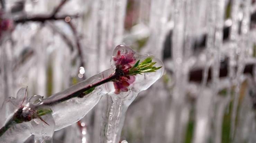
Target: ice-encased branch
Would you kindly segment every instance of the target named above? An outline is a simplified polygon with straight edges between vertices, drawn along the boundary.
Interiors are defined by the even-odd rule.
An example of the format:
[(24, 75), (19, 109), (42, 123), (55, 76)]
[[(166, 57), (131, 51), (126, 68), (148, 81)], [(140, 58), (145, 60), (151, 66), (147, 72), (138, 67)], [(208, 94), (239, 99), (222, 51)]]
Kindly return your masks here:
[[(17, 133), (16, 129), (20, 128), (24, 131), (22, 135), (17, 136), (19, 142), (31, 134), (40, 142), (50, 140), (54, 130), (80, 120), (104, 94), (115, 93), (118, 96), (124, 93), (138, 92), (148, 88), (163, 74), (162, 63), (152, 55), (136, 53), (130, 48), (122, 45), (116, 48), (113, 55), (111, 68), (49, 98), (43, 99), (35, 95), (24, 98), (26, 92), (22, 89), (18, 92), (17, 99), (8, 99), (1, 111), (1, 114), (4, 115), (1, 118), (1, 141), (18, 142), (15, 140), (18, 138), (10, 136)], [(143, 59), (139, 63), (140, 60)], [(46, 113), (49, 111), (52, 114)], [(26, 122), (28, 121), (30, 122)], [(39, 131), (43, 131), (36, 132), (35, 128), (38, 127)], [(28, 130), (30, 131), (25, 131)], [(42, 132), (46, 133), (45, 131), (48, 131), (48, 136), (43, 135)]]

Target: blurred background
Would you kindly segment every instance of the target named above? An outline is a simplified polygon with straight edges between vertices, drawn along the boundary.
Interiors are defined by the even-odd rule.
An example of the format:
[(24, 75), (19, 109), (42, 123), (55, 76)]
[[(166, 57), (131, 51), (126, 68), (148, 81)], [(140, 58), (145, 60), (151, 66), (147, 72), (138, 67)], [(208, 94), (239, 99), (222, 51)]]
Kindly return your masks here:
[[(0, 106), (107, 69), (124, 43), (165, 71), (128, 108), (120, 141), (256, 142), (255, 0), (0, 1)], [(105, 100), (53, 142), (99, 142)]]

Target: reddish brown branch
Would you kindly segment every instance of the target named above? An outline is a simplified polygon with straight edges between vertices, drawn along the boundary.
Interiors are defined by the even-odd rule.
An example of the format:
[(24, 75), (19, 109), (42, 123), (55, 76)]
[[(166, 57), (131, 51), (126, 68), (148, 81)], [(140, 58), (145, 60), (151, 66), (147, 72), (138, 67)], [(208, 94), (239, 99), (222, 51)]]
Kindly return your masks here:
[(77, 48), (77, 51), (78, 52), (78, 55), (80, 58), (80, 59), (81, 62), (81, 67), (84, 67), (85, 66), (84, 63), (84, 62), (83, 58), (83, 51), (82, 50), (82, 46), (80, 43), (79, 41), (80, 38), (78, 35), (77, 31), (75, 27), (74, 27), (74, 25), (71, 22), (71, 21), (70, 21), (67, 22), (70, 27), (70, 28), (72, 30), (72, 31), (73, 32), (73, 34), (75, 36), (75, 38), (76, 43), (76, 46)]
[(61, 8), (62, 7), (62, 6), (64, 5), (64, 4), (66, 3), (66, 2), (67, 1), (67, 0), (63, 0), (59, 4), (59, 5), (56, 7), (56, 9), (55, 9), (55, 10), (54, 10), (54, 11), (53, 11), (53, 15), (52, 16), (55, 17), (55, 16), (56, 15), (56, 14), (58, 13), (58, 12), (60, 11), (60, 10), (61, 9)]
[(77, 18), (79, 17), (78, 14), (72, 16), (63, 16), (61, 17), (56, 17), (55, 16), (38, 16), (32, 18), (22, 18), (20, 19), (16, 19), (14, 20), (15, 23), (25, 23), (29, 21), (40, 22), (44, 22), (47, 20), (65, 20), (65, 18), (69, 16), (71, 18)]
* * *
» **Problem details**
Copy out the data above, putting "nonzero winding rule" in place of "even-odd rule" everywhere it occurs and changing nothing else. Leave the pictures out.

» **Exercise answer**
Target: ice-encased branch
Would you kindly segment every instance of the target named above? An outline is a simplified polygon with straight edges between vertices, drawn along the boundary.
Interiors are defined by the nonzero winding rule.
An example of the format:
[(24, 75), (19, 109), (42, 123), (55, 76)]
[[(166, 57), (131, 51), (126, 68), (148, 81)], [(140, 58), (145, 60), (151, 66), (147, 72), (138, 67)], [(208, 94), (239, 99), (222, 51)]]
Kindly return your masks here:
[[(17, 133), (16, 129), (20, 128), (24, 131), (22, 135), (17, 136), (19, 142), (31, 134), (40, 142), (50, 140), (54, 130), (80, 120), (104, 94), (115, 93), (118, 96), (124, 93), (138, 92), (148, 88), (163, 74), (162, 63), (152, 55), (136, 53), (130, 48), (122, 45), (116, 48), (113, 55), (111, 68), (49, 98), (43, 99), (35, 95), (24, 98), (26, 92), (22, 89), (18, 92), (17, 99), (8, 99), (1, 111), (1, 114), (4, 115), (1, 118), (1, 141), (18, 142), (15, 140), (18, 138), (10, 136)], [(143, 59), (139, 63), (140, 60)], [(46, 113), (49, 111), (52, 114)], [(26, 122), (28, 121), (30, 122)], [(39, 131), (43, 131), (36, 132), (35, 128), (38, 127)], [(28, 130), (30, 131), (25, 131)], [(42, 132), (46, 133), (45, 131), (48, 131), (48, 136), (43, 135)]]

Target: blurred background
Would you kindly segment every instance of the target named above? An outline is a simplified polygon with straight edges between vertices, drawn along the boundary.
Interiors are defined by the nonzero winding rule.
An example of the format:
[(24, 75), (19, 109), (42, 123), (55, 76)]
[[(166, 57), (131, 51), (126, 68), (148, 81)], [(140, 58), (145, 60), (151, 66), (147, 72), (138, 67)], [(208, 94), (239, 99), (222, 51)]]
Kindly return your masks here:
[[(0, 106), (107, 69), (124, 43), (165, 71), (128, 108), (120, 141), (256, 142), (255, 0), (0, 1)], [(105, 100), (53, 142), (99, 142)]]

Target: reddish brown branch
Would you kindly segment every instance of the target named above? An outline is a simplified polygon with straight edges between vertices, drawn along the boundary.
Interiors are defined by the nonzero winding rule.
An example of the format:
[(24, 75), (19, 109), (42, 123), (55, 76)]
[[(166, 57), (131, 51), (126, 68), (148, 81)], [(140, 58), (145, 60), (151, 66), (147, 72), (138, 67)], [(208, 94), (239, 99), (222, 51)]]
Kindly return your masks here:
[(77, 48), (77, 51), (78, 52), (78, 55), (80, 58), (80, 59), (81, 62), (81, 67), (84, 67), (85, 66), (84, 63), (84, 62), (83, 58), (83, 51), (82, 50), (82, 46), (80, 43), (79, 41), (80, 38), (78, 35), (77, 31), (75, 27), (74, 27), (74, 25), (71, 22), (71, 21), (70, 21), (67, 22), (70, 27), (70, 28), (72, 30), (72, 31), (73, 32), (73, 34), (75, 36), (75, 38), (76, 43), (76, 46)]
[(61, 8), (62, 7), (62, 6), (64, 5), (64, 4), (66, 3), (66, 2), (67, 1), (67, 0), (63, 0), (59, 4), (59, 5), (56, 7), (56, 9), (55, 9), (55, 10), (54, 10), (54, 11), (53, 11), (53, 15), (52, 16), (55, 17), (55, 16), (56, 15), (56, 14), (58, 13), (58, 12), (60, 11), (60, 10), (61, 9)]
[(77, 18), (79, 17), (78, 14), (72, 16), (63, 16), (61, 17), (56, 17), (55, 16), (38, 16), (32, 18), (22, 18), (20, 19), (16, 19), (14, 20), (15, 23), (25, 23), (29, 21), (40, 22), (44, 22), (47, 20), (65, 20), (65, 18), (69, 16), (71, 18)]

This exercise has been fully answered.